# TASK DIRECTIONS:
Show each line of the records below that contains the word "house", copying every such line in full.

Data drawn from a collection:
* Start *

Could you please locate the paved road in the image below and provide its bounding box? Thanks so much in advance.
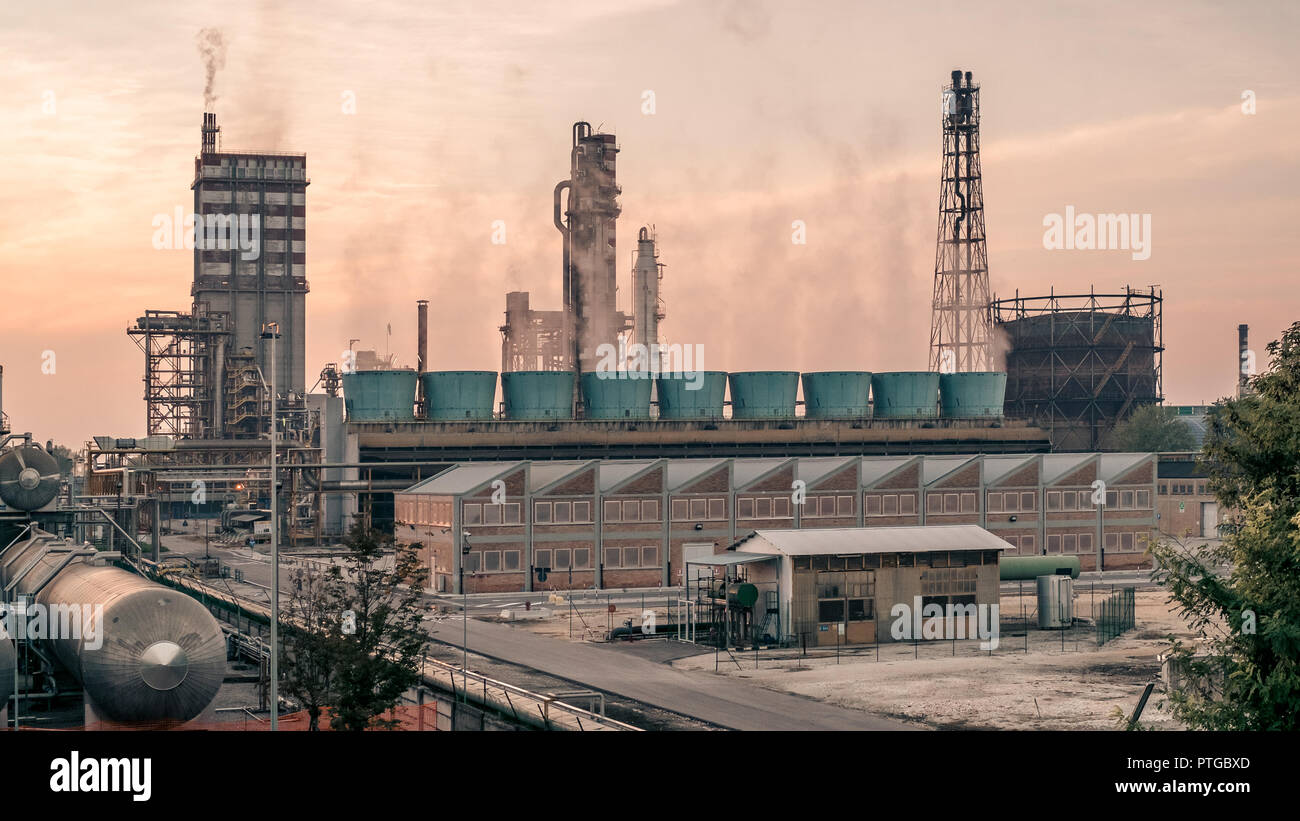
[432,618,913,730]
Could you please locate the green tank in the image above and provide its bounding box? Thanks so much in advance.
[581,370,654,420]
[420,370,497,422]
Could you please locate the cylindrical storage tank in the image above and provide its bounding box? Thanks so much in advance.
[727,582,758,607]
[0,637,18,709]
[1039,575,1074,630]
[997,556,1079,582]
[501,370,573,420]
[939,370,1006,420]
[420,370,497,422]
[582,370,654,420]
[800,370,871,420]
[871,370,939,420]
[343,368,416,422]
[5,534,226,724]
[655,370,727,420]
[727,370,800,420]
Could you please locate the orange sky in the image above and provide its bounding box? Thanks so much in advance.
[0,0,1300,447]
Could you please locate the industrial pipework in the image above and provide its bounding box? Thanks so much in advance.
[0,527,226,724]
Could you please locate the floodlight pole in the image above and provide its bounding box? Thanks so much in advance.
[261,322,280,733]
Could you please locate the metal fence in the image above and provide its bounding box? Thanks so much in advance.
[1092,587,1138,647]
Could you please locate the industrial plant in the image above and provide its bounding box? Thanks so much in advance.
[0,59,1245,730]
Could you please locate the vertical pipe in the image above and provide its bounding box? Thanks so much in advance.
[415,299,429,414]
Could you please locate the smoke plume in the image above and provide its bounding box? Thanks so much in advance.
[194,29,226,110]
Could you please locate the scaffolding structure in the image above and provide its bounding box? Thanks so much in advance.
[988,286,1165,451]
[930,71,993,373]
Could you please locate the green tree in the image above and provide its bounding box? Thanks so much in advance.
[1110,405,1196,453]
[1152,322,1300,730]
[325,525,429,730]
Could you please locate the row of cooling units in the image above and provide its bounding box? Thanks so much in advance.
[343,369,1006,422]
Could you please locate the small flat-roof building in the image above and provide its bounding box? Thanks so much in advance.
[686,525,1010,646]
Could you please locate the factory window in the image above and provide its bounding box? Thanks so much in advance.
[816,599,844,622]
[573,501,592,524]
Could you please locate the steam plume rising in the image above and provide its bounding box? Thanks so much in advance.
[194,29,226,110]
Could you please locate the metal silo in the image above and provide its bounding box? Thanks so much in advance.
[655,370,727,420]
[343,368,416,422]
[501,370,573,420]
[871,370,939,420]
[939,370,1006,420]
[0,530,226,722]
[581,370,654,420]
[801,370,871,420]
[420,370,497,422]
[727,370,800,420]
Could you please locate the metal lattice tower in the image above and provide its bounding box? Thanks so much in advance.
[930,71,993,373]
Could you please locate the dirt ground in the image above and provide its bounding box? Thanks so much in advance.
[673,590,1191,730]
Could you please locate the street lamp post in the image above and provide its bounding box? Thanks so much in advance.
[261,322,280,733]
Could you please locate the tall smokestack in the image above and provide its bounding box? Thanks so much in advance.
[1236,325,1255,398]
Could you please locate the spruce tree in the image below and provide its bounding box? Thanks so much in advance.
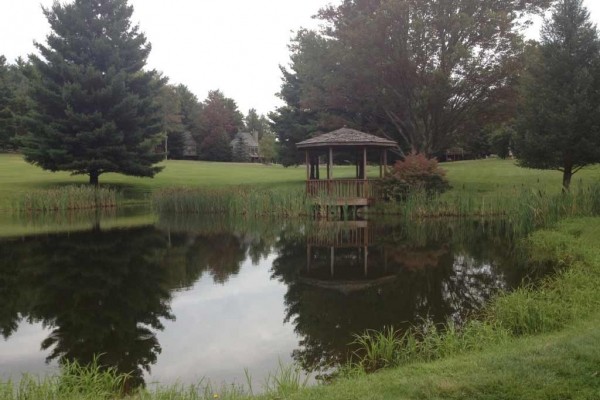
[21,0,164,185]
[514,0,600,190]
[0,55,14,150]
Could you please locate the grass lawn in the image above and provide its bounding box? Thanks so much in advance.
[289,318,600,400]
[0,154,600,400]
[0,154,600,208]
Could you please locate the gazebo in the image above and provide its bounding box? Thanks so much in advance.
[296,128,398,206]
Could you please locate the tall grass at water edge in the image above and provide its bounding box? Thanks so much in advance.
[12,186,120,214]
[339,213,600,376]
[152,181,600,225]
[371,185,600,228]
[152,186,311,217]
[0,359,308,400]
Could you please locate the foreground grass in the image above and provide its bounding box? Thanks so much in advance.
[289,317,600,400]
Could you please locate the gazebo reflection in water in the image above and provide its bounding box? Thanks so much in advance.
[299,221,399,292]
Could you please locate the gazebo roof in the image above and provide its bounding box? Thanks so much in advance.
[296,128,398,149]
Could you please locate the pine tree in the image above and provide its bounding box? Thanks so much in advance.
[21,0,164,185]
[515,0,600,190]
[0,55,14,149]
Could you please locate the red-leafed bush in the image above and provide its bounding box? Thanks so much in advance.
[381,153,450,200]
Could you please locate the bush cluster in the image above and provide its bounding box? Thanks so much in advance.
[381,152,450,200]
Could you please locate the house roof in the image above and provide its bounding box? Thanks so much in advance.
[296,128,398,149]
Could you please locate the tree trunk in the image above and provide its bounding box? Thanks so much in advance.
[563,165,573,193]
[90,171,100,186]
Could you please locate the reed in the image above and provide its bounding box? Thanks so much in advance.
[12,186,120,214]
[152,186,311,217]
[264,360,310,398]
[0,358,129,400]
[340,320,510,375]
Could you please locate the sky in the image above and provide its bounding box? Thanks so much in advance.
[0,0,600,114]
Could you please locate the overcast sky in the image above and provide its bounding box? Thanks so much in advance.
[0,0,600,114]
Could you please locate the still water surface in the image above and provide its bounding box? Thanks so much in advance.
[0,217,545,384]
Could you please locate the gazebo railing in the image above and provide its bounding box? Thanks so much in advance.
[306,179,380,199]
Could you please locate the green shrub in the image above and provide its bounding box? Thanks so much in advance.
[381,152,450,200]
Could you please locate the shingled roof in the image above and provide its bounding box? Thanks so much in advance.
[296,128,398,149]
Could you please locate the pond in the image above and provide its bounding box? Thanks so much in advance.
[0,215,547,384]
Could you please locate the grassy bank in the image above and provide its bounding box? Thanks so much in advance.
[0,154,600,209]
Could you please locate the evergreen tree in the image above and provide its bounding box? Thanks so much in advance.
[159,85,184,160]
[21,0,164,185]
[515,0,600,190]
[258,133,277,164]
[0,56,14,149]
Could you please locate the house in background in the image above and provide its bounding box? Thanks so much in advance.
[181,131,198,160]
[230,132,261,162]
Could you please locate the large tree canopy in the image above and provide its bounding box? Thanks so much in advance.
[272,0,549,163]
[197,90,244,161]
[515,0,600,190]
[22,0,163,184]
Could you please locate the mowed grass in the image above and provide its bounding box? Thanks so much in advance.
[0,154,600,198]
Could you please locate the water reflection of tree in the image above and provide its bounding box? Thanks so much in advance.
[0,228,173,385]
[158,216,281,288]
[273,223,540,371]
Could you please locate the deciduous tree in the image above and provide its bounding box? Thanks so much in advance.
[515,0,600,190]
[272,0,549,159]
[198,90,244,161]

* End *
* Start *

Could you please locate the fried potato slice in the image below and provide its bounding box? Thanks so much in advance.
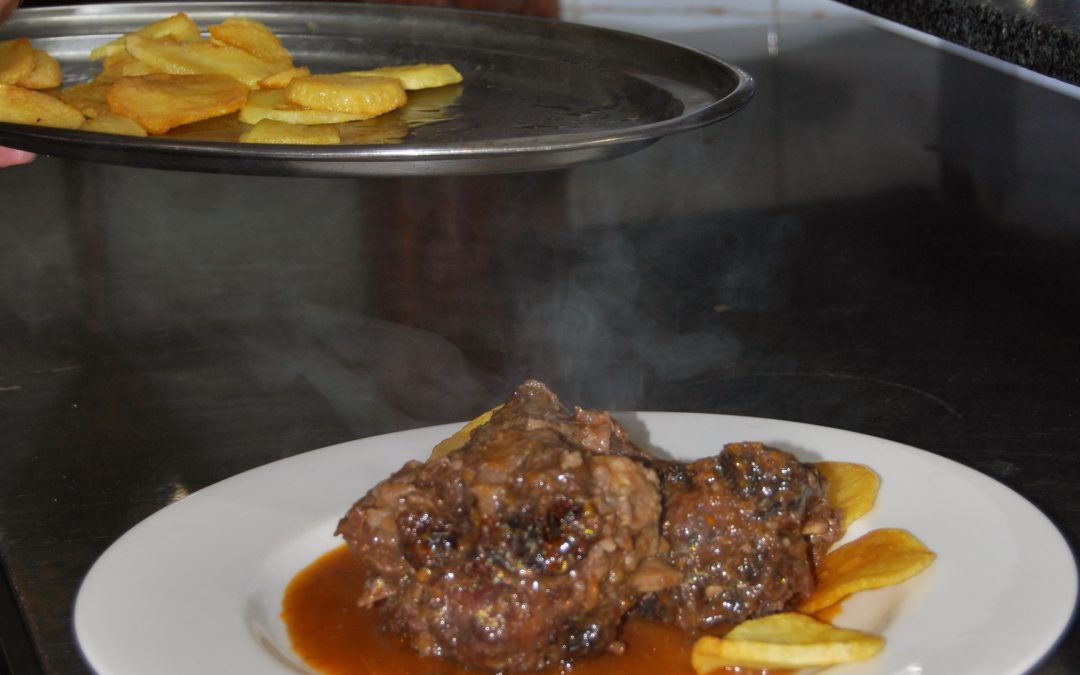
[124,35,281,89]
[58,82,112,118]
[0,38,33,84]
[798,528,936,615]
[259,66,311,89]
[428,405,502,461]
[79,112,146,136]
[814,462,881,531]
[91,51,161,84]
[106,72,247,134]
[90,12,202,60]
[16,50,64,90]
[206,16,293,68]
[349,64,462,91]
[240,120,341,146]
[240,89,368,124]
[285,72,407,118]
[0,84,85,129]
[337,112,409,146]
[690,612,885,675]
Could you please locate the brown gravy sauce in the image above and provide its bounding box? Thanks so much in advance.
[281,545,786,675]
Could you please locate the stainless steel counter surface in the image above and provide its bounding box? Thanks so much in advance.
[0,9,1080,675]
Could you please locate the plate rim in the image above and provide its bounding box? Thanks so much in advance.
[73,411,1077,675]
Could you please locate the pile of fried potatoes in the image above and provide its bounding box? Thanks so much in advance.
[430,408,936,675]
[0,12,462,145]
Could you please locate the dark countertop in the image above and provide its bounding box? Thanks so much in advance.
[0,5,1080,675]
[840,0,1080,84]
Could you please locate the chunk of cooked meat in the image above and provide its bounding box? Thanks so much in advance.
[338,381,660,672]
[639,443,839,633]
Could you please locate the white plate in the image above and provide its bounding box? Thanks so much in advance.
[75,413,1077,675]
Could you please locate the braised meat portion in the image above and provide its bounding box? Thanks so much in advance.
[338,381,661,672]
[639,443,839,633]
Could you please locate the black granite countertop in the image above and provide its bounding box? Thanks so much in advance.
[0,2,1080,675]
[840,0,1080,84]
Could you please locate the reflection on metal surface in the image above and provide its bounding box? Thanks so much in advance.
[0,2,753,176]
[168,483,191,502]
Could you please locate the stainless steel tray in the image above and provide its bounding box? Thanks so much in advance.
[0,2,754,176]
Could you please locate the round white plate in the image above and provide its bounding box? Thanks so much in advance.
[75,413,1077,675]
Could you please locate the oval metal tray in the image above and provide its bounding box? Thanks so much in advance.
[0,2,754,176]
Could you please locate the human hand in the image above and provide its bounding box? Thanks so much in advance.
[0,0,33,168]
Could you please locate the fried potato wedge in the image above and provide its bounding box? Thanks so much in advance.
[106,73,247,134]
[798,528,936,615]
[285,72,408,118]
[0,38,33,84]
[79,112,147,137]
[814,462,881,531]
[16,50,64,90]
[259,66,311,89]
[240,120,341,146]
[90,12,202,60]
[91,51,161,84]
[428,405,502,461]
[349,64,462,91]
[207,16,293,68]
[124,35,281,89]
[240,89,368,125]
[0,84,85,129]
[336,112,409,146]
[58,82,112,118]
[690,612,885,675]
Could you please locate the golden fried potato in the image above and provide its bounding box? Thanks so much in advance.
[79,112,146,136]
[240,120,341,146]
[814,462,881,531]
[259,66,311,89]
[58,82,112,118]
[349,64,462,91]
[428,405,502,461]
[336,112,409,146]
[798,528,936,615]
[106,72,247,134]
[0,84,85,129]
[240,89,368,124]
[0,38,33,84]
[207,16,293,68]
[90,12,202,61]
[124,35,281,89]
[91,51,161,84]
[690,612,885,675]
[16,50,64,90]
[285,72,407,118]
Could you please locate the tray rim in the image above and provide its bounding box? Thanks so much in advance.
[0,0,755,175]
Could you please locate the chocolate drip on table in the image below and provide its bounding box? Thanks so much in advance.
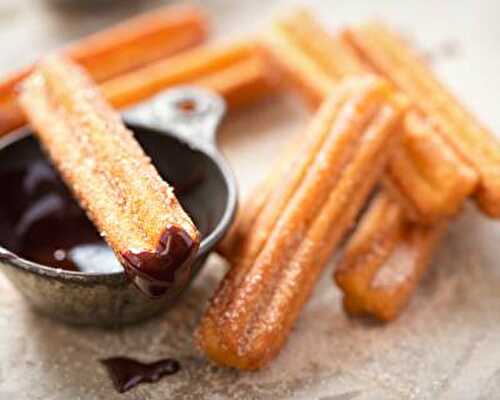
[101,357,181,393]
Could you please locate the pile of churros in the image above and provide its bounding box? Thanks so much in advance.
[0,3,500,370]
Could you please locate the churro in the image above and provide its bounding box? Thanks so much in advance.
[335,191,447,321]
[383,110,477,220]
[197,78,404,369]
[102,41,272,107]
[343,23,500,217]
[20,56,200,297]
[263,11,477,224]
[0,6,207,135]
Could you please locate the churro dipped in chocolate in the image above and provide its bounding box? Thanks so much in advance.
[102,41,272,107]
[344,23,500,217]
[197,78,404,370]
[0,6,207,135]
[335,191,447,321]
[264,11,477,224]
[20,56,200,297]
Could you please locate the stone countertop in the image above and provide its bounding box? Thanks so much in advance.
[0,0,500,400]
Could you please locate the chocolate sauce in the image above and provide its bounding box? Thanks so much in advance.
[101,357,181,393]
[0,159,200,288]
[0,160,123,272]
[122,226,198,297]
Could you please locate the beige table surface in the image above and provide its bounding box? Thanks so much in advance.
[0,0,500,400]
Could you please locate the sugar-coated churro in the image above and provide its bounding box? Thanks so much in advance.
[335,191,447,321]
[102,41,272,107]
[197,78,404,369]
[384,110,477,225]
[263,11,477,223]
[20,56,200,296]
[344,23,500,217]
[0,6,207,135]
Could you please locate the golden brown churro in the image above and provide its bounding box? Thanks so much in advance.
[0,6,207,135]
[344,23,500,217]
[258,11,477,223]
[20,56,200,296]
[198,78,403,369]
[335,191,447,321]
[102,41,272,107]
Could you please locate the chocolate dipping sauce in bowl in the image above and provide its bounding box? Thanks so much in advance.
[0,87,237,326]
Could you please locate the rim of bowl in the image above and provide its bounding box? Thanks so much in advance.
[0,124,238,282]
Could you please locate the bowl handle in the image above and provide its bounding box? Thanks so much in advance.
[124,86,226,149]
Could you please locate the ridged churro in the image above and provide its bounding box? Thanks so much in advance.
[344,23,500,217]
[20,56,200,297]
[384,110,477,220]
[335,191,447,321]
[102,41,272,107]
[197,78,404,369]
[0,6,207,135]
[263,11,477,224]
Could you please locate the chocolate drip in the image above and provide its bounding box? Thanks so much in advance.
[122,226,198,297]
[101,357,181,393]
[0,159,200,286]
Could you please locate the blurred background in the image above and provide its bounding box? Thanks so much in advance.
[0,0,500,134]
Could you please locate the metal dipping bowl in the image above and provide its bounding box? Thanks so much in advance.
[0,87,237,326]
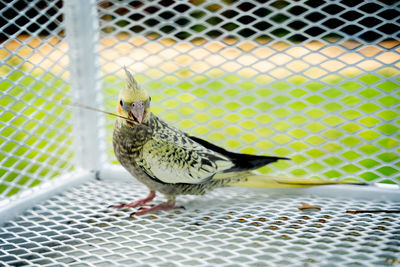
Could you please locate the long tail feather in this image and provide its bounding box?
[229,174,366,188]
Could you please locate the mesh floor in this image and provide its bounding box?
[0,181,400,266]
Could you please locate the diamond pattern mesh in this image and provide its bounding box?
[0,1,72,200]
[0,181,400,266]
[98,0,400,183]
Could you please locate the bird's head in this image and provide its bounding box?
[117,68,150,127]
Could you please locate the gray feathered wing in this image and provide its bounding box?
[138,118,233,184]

* End *

# COMPLETE OUTPUT:
Could you please locate the house roof in the image above and provide its bounding box? Thanks so much in advance.
Could you please locate the house in background in the image above and provide its bounding box? Thanks so much in advance.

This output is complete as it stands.